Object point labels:
********************
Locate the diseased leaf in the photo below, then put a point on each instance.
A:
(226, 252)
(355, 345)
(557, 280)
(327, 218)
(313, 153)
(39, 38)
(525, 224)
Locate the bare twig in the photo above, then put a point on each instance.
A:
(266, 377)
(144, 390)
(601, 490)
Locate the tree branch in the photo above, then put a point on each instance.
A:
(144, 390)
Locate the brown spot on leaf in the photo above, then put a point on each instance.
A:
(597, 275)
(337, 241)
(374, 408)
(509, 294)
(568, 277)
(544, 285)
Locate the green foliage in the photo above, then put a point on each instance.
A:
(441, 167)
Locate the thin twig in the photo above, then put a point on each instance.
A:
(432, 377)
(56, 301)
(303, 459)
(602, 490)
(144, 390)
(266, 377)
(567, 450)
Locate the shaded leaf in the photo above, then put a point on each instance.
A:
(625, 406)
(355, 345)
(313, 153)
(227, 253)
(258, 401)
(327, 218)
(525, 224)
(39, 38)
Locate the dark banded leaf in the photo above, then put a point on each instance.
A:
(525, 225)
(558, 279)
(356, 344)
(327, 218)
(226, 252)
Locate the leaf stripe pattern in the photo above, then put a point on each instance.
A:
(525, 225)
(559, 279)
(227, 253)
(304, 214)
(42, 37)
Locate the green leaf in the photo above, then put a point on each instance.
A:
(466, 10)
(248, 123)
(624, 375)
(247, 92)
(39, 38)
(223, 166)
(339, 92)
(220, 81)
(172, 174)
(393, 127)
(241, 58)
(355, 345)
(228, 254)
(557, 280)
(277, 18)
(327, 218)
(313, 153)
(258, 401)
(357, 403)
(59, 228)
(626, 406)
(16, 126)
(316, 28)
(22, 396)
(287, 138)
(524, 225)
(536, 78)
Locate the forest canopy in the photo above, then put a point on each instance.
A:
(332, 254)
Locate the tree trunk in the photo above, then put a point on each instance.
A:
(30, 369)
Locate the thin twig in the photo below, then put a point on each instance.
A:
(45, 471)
********************
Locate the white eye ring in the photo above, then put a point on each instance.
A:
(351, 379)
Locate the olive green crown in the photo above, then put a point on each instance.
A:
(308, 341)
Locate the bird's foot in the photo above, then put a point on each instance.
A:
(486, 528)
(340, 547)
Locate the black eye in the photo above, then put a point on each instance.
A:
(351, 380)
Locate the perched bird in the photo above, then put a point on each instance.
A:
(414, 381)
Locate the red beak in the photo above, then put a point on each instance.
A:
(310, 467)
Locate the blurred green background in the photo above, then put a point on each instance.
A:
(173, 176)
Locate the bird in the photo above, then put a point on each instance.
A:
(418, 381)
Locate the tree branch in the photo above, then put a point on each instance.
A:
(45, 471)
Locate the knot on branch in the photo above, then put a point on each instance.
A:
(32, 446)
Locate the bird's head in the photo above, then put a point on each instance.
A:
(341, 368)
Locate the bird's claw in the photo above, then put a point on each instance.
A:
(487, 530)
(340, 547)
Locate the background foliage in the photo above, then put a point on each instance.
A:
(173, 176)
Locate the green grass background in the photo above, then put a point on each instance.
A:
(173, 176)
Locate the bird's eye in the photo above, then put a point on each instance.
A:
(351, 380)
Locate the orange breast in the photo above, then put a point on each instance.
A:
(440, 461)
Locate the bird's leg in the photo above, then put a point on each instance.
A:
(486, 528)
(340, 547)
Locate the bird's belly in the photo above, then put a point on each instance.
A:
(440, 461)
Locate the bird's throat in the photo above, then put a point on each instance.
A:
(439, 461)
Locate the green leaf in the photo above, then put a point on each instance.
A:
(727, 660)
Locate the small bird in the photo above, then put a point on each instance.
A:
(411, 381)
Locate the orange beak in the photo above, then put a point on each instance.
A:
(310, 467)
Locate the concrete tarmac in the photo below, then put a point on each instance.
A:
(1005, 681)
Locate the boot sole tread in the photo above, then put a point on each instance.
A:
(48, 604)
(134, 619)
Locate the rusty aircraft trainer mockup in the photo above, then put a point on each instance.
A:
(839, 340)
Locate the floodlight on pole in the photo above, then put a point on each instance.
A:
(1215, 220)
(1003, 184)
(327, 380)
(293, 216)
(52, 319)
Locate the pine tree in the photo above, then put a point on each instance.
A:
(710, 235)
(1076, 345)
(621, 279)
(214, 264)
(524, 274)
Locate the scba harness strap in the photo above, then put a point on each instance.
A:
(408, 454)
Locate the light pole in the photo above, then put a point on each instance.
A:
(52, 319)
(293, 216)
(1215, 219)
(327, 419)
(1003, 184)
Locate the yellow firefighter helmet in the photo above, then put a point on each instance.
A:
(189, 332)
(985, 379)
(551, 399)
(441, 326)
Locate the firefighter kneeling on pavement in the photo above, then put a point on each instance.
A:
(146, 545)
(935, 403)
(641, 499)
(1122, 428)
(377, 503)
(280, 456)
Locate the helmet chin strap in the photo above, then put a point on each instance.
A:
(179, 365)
********************
Requirements:
Find each line in the records above that contains the word "orange", and copy those lines.

Task solution:
Locate the orange breast in the photo above, then put a point on each instance.
Locate the orange beak in the photo above, then put a point on each instance.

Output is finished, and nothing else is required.